* **GIVEN REQUEST**:
Count the lines in the listing below that contain the string "green", matching case exactly. Reply with the number alone.

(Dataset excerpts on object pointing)
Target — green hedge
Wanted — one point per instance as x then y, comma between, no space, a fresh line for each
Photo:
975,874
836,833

--

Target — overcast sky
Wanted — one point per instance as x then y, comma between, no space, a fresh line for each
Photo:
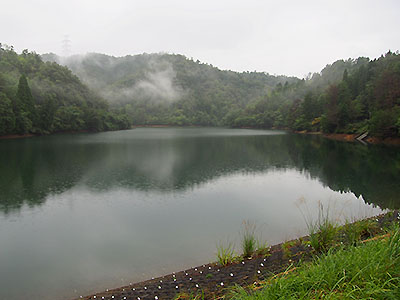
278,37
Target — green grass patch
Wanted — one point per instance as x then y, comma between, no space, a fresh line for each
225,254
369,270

* **ANSWER TO THIS TASK**:
2